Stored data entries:

▽

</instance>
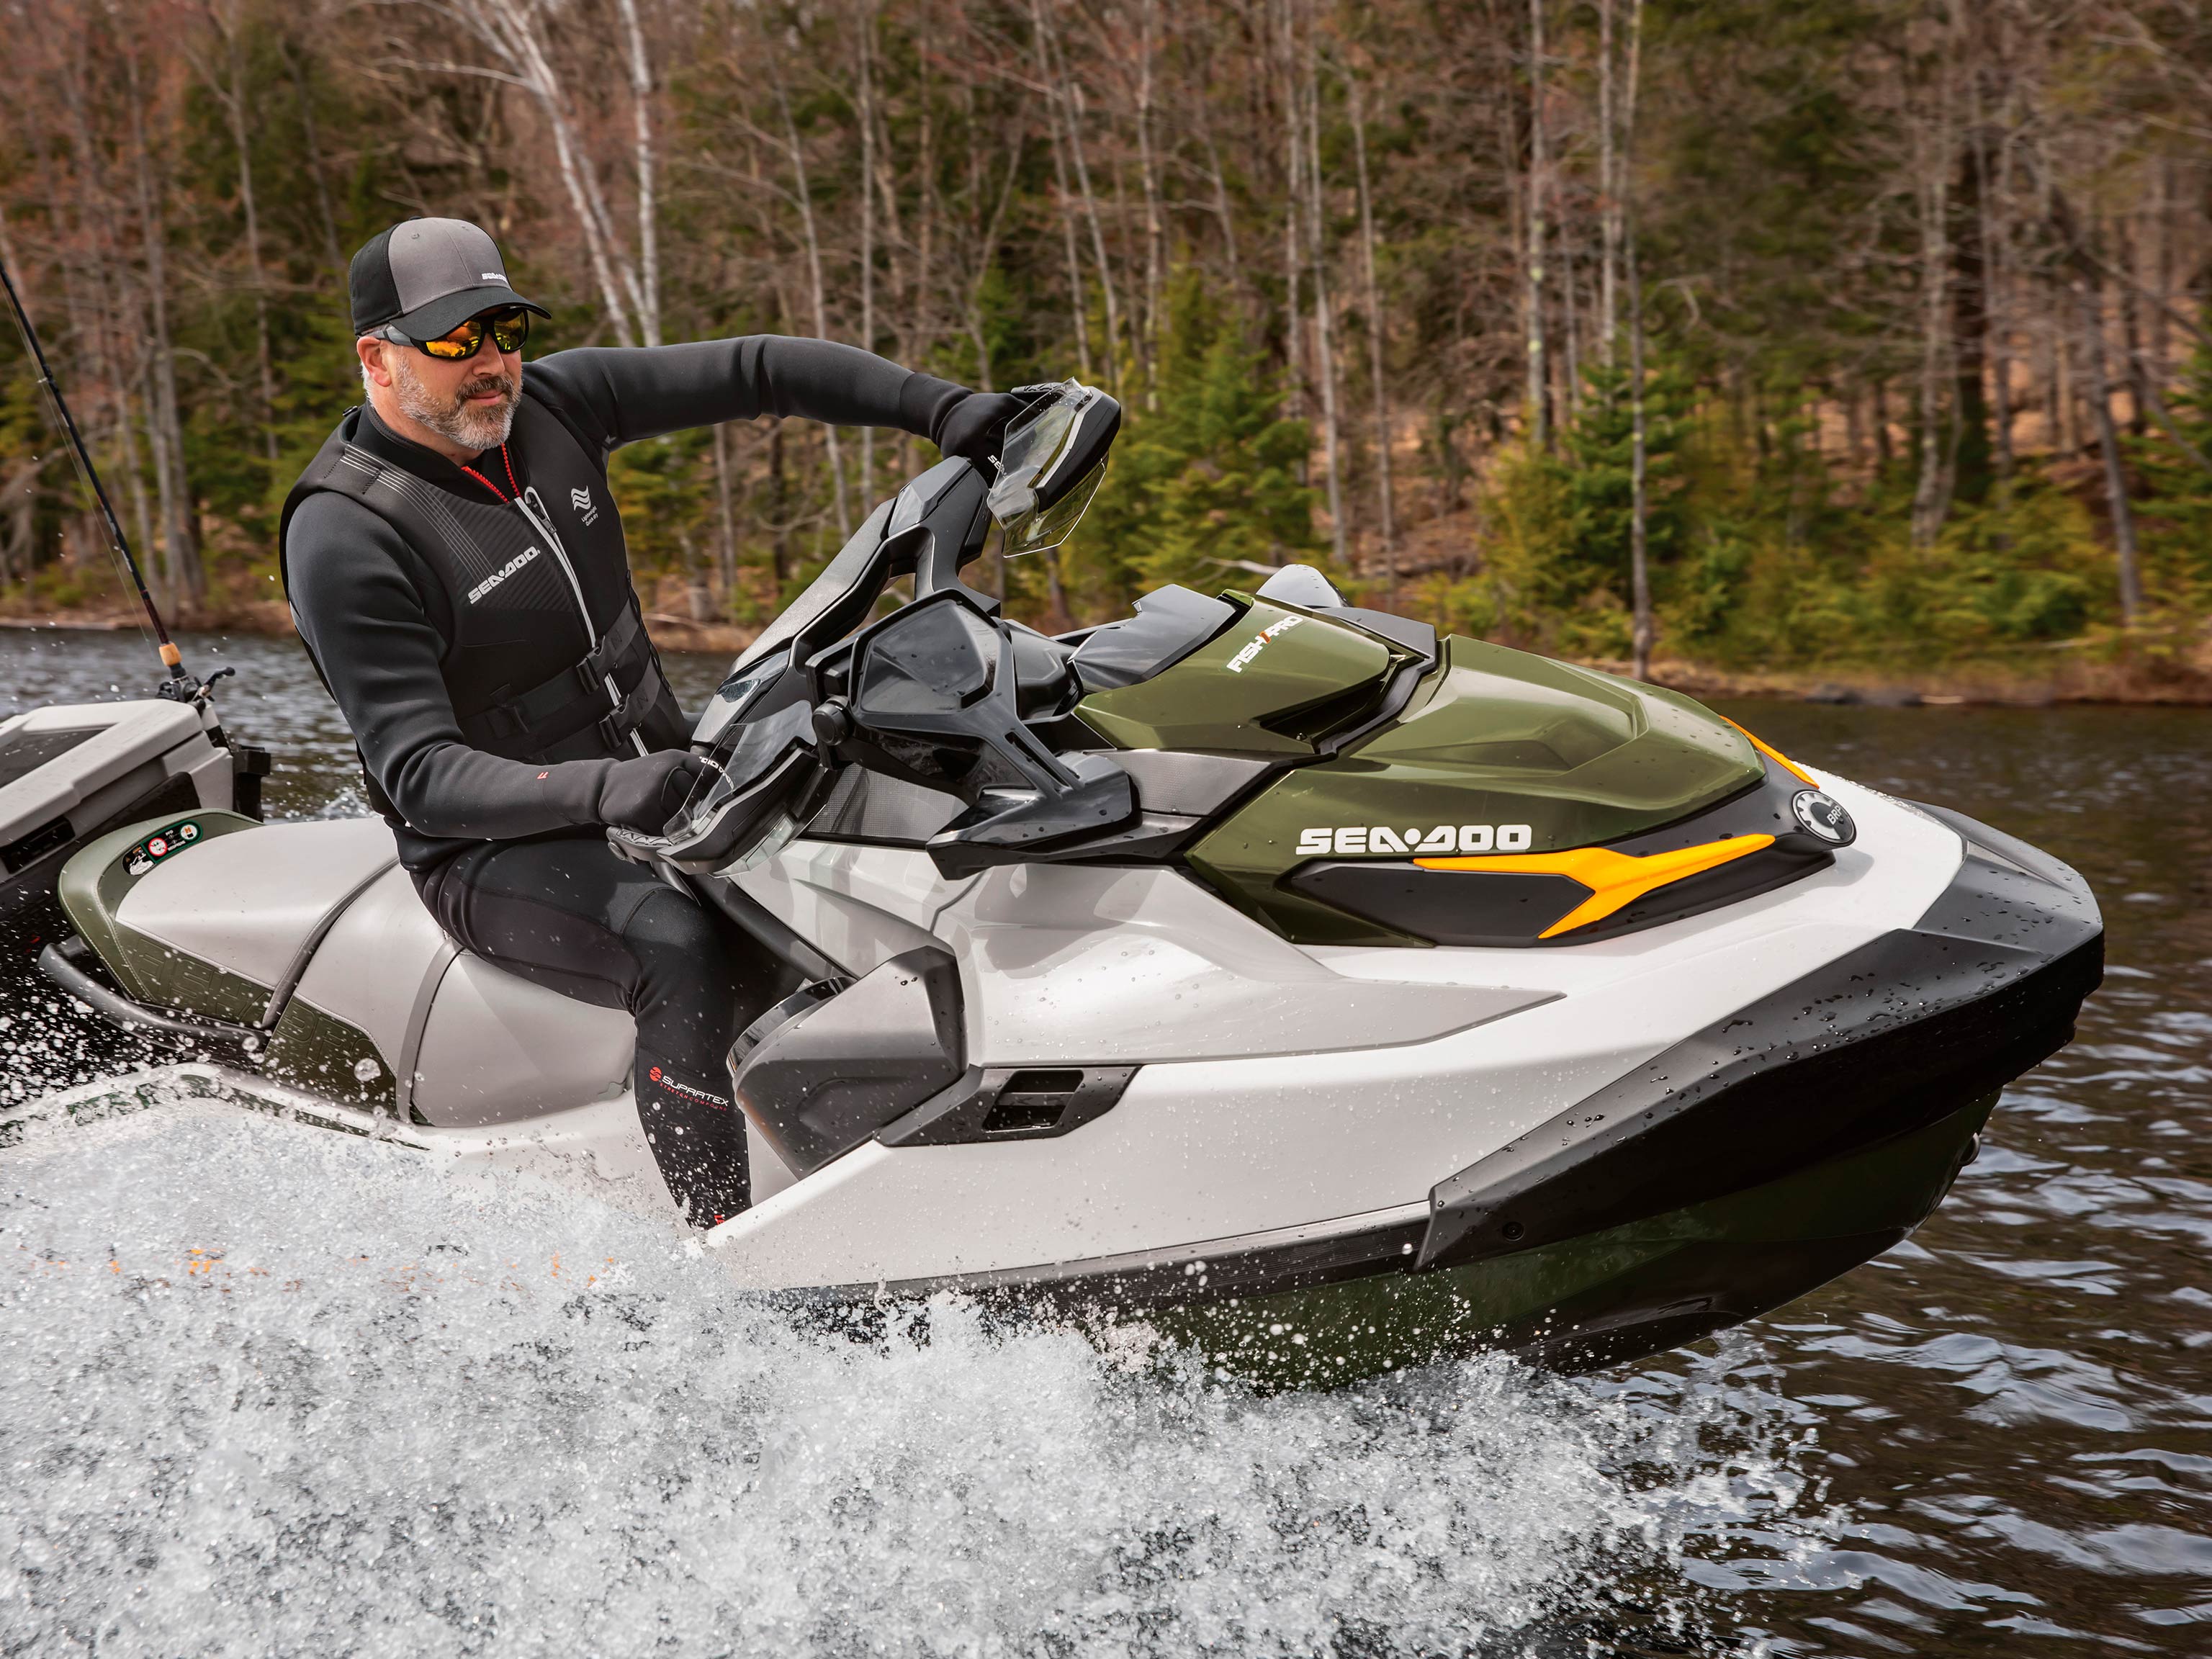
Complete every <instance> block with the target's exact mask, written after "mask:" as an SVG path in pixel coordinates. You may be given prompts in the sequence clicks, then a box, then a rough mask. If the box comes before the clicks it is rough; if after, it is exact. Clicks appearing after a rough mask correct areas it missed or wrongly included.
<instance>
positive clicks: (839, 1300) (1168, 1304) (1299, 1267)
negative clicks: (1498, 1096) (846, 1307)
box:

△

▶ [What the exercise asks]
Express the lines of the rows above as a Markdown table with the columns "Line No." and "Content", omitting blank lines and leaving out the pictures.

▶ [Task response]
| Line No. | Content |
|---|---|
| 1 | </instance> |
| 2 | Complete every <instance> block with the target's exact mask, written after "mask:" as an SVG path in pixel coordinates. You may be given prompts in the sequence clicks, then a box, then a rough mask. If the box comes before the clicks it is rough; if after, it is exact. Clicks appearing after a rough mask correct areas it missed or wrongly included. |
| 3 | <instance> |
| 4 | positive clicks: (839, 1300) (1168, 1304) (1299, 1267) |
| 5 | negative clicks: (1498, 1096) (846, 1307) |
| 6 | box: |